--- Documento ---

Libro de la separación y de la espera, Trento (o el triunfo de la espera), se escribió en una ciudad del norte de Italia, situada en medio de una naturaleza completamente distinta del ambiente urbano en que Lucía Megías vive habitualmente. En esta nueva estancia del autor en un país extranjero por motivos profesionales, el alejamiento de la pareja, si bien voluntario y transitorio, engendra igualmente una condición de ansiedad y temor respecto a una conquista que revela día a día toda su precariedad[vii].

Con mucha sabiduría el poeta construye un cancionero a la manera de la escuela petrarquista, un cancionero breve y sencillo en la apariencia, que reune ecos del mundo caballeresco, de la poesía de los místicos y del gran evento que imprimió en la historia universal el nombre de la ciudad de Trento, el Concilio de 1545-1563[viii]. La ciudad aparece en la concreta realidad de sus calles, sus bares, del frío que hiela el cuerpo frente al espectáculo de las montañas nevadas, y en este entorno el silencio, la ausencia de voz o de palabras, se convierte en ‘ruido estridente, sonoro’, ‘monótono susurro’, ‘una burbuja de silencio’. Sin embargo en todo el poemario el paso del detalle trivial a la transposición metafórica es inmediato y el prudente reparo del frío por el vestuario se hace protección contra el sufrimiento de la espera (1, p. 245), el agotamiento de la gasolina en un interminable descenso hacia el valle remite al lento apagarse de la espera del otro (8, p. 258), las luces de los semáforos se convierten en una ‘mirada inquisitorial’ y ‘depredadora’ (7, p. 256).

Lo que estructura todo el libro, más que otros elementos, es el desdoblamiento del cuerpo de la persona amada entre su presencia física ausente y el abstracto dibujo de sus formas que la imaginación del amante, una noche después de otra, acaricia en el vacío de la cama. Presencia/ausencia que alimenta una espera que parece interminable y que, al final de esta especial circunstancia de la existencia del poeta, debe llegar al ansiado reencuentro. En cuanto al estilo, en Trento el recurso de la anáfora, sea de una sílaba sea de una o más palabras, resulta sensiblemente limitado en relación también al menor número de versos de cada composición, con la excepción del poema 13, en el que el atributo ‘demasiado’, con sus cuatro presencias, otra vez enfatiza la reacción del sujeto frente a un panorama desmesurado, que no hace más que engrandecer el sufrimiento del ‘yo’ hasta convertirlo en ‘pesadilla’:

 

Demasiado horizonte para ser un río.

Demasiadas orillas para ser el mar.

Demasiado silencio para ser una fuente.

Demasiadas sombras para ser un lago. (p. 269)

 

Pesadilla que la excelente correlación raccoglitiva final, “...cómo mi garganta es una fuente, un lago, un río,/ el mar/ en que la corriente de tus sílabas ahogan la espera”, digna del más ingenioso poeta barroco, refuerza y confirma.

En general, sin embargo, la contingencia de la estancia en Trento favorece un intimismo depurado que transciende las coordenadas temporales y espaciales y refleja la tensión perpetua que viven los amantes entre la euforia del amor realizado y el miedo de su pérdida.

--- Listado de datos ---

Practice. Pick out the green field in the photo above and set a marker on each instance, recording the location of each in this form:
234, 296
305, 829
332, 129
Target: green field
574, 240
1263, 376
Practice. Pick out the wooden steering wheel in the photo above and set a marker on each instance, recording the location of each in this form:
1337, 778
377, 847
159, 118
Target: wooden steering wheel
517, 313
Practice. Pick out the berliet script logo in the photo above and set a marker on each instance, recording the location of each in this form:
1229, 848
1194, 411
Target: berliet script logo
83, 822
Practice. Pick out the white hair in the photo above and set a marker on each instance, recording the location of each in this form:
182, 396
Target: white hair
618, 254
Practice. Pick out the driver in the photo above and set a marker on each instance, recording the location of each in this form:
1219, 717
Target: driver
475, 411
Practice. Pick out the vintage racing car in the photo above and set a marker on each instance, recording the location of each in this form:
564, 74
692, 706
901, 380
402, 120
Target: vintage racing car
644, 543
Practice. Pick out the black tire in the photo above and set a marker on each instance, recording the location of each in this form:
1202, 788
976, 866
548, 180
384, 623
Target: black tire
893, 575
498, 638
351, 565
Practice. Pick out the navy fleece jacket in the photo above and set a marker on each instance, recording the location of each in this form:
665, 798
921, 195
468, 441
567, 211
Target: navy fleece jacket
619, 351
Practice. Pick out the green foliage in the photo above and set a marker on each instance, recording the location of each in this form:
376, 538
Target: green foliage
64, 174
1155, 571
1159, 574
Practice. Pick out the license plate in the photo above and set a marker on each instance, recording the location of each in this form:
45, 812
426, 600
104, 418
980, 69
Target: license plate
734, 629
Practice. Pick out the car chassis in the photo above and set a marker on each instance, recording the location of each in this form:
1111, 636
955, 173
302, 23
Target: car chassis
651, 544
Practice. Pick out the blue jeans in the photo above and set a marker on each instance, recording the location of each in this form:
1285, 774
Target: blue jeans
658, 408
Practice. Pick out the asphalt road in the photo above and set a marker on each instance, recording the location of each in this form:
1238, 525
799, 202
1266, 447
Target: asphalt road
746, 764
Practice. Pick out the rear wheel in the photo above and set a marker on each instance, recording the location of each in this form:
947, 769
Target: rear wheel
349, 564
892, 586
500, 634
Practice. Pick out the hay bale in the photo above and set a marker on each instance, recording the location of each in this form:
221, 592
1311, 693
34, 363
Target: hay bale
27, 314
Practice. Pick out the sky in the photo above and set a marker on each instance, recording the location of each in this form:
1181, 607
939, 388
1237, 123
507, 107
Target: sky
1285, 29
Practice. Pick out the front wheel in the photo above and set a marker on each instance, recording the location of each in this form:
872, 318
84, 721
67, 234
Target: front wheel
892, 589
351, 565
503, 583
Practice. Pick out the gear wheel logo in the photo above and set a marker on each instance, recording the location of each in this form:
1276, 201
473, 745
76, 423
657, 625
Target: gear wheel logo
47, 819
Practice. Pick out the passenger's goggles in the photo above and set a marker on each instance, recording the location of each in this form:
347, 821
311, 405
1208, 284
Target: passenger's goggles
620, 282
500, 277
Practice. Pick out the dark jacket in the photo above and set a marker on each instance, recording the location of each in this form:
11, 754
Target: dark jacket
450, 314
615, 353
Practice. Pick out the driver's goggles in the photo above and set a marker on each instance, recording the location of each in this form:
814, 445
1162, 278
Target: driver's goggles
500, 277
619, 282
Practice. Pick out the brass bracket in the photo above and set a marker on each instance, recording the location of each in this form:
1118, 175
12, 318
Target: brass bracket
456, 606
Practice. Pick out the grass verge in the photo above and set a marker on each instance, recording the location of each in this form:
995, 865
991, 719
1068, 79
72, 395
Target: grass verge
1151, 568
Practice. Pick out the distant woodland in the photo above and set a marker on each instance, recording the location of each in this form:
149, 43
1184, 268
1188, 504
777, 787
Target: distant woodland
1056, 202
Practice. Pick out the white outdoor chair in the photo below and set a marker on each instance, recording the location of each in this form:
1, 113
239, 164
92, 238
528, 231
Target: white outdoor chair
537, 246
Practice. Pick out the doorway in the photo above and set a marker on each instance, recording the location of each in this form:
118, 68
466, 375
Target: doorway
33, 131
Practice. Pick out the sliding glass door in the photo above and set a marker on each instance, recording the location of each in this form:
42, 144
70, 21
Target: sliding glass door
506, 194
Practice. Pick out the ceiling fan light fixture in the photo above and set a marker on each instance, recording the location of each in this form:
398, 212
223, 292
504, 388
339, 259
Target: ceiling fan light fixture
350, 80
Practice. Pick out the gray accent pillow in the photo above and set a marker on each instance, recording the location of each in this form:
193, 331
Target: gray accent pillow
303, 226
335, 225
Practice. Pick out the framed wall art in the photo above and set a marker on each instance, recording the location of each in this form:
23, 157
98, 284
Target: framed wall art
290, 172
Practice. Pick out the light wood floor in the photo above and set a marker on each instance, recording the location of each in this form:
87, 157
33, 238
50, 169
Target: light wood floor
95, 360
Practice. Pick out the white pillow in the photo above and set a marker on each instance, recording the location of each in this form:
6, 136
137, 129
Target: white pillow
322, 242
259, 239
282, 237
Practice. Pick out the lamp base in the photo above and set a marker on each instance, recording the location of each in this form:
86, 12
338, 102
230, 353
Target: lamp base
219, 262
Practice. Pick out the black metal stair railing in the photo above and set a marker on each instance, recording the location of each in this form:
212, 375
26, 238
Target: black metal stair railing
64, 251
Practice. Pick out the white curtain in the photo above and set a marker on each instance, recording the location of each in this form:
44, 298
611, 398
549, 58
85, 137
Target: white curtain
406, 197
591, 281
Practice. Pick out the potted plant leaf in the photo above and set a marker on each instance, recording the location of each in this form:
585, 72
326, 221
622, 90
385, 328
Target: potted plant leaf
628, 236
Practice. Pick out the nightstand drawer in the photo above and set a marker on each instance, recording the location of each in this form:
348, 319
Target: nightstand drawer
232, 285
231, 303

---

_Enunciado de tarea_
Por favor, reproduce literalmente el fragmento del documento que va desde "Libro de la" hasta "toda su precariedad[vii].". Los ítems son material independiente del documento.

_Respuesta escrita_
Libro de la separación y de la espera, Trento (o el triunfo de la espera), se escribió en una ciudad del norte de Italia, situada en medio de una naturaleza completamente distinta del ambiente urbano en que Lucía Megías vive habitualmente. En esta nueva estancia del autor en un país extranjero por motivos profesionales, el alejamiento de la pareja, si bien voluntario y transitorio, engendra igualmente una condición de ansiedad y temor respecto a una conquista que revela día a día toda su precariedad[vii].